The data –
● ● ● ● ●
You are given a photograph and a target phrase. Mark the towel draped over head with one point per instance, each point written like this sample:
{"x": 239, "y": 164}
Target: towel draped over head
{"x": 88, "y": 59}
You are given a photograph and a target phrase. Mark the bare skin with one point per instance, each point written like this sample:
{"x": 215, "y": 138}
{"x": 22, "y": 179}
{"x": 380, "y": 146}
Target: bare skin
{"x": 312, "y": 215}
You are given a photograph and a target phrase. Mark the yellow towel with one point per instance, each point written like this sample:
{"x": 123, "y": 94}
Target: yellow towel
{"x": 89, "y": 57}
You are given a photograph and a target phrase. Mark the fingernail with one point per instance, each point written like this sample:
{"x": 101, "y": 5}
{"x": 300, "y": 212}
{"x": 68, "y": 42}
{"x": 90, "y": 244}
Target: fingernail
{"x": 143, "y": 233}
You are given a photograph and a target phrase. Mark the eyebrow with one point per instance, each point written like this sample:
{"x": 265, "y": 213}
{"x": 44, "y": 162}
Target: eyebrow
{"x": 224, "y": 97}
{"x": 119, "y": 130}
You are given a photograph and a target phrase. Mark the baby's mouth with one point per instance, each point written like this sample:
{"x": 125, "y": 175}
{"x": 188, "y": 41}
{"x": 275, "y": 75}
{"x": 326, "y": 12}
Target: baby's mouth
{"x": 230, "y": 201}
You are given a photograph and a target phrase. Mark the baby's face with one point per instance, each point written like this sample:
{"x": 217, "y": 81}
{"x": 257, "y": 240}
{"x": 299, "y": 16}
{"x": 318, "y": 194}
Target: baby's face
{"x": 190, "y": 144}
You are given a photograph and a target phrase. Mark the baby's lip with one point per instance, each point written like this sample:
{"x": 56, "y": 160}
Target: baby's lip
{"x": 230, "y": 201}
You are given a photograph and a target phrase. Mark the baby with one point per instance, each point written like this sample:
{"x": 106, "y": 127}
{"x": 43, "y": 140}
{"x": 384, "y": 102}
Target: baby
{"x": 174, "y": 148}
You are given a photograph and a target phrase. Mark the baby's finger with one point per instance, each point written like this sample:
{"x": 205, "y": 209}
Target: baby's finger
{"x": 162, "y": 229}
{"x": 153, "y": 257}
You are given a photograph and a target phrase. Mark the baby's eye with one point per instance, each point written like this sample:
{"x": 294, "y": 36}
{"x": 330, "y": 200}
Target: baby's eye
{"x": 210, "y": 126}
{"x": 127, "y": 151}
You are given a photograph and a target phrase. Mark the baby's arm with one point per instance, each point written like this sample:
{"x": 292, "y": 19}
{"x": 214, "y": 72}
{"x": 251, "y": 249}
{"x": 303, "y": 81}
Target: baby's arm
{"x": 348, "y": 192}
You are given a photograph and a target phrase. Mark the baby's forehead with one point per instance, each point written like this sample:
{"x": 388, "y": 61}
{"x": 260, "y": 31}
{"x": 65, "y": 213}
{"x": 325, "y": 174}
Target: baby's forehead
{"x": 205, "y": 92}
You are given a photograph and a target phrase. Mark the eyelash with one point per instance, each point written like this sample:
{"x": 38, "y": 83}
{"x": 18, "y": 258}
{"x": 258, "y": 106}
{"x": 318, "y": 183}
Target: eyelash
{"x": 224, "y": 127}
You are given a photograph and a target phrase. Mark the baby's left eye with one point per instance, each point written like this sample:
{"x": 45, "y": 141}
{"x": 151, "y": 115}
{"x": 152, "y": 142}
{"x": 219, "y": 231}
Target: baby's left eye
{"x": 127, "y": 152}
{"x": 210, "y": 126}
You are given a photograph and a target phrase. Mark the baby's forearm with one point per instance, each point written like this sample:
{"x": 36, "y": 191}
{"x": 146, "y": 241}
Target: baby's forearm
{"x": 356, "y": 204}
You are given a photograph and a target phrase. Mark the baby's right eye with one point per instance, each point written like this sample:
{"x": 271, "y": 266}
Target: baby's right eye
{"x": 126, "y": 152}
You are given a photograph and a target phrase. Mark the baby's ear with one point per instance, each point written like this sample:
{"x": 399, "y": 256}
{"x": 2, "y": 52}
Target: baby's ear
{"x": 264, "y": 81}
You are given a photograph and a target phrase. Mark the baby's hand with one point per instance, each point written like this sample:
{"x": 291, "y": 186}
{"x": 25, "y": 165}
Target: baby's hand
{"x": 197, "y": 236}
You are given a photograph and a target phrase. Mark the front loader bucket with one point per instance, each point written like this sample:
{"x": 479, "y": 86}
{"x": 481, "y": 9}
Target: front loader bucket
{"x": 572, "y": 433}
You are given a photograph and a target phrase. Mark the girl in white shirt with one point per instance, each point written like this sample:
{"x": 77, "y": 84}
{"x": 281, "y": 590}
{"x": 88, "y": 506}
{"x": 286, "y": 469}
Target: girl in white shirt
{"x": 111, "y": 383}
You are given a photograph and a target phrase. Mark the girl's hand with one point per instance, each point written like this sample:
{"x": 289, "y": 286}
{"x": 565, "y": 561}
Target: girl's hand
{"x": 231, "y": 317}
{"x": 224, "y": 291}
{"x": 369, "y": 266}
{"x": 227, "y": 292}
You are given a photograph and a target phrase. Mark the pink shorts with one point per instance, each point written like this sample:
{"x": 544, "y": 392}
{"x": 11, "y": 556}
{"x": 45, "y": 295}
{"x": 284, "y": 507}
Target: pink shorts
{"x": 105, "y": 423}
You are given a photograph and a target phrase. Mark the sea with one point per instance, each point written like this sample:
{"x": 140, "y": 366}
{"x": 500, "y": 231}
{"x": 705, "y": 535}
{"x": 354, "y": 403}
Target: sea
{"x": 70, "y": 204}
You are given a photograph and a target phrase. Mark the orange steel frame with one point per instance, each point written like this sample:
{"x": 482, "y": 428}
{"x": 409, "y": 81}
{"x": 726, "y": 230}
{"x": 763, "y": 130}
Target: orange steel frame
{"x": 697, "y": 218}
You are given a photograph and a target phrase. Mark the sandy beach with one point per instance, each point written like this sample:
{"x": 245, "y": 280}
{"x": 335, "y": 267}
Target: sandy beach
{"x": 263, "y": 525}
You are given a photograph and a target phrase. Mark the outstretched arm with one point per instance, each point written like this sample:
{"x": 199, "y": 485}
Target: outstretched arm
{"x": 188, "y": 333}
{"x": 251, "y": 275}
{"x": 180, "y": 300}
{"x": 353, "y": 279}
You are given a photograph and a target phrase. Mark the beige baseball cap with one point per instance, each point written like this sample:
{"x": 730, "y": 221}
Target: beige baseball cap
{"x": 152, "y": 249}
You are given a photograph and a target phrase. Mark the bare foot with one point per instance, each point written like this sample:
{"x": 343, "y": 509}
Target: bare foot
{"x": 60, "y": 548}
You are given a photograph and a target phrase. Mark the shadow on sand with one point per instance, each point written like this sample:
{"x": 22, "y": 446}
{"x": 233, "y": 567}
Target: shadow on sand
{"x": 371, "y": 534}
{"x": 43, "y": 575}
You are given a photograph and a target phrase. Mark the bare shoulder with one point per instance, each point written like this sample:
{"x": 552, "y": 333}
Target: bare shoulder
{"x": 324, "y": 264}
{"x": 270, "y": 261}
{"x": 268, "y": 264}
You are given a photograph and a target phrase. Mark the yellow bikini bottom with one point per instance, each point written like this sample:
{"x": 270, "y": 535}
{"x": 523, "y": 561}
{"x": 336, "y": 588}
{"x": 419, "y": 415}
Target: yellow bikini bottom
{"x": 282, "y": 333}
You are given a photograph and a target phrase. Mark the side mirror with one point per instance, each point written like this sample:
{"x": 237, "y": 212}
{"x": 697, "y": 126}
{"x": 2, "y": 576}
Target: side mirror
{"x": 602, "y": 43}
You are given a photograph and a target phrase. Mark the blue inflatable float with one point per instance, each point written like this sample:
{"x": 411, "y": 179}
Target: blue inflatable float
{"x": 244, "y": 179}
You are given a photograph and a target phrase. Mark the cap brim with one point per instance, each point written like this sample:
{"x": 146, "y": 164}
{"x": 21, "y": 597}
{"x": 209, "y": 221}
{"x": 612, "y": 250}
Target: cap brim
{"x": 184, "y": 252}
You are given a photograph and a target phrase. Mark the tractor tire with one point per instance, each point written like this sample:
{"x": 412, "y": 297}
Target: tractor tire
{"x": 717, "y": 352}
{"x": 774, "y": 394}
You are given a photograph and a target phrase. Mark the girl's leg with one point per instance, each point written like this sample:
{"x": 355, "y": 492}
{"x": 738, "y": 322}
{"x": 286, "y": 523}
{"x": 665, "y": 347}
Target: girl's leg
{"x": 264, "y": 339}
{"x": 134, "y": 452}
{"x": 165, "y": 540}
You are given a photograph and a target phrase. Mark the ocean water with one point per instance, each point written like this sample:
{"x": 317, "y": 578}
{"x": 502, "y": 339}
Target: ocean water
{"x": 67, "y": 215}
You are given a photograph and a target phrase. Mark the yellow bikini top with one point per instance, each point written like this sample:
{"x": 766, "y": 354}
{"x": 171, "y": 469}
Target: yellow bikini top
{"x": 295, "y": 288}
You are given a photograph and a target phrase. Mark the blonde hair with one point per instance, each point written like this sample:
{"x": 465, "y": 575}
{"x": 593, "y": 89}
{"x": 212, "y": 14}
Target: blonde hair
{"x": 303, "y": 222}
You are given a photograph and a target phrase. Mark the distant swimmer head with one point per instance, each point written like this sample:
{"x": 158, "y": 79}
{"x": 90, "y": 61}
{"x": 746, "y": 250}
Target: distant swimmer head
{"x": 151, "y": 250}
● ● ● ● ●
Give back exactly the lines running from the line that has "bikini top with" to the end of the entries above.

Result for this exercise –
You are given a photograph and a target phrase. Mark the yellow bikini top with one point per instance, each point written like this sample:
{"x": 766, "y": 354}
{"x": 171, "y": 469}
Target: yellow bikini top
{"x": 295, "y": 288}
You are given a photograph and a target phrase. Mark the blonde hair with one point per instance, each point written like this sample:
{"x": 465, "y": 575}
{"x": 593, "y": 89}
{"x": 212, "y": 14}
Target: blonde hair
{"x": 303, "y": 222}
You are given a photograph and a target phrase. Mark the distant swimmer head with one point per instance, each point written like this sample:
{"x": 158, "y": 79}
{"x": 90, "y": 61}
{"x": 746, "y": 250}
Target: distant swimmer head
{"x": 151, "y": 250}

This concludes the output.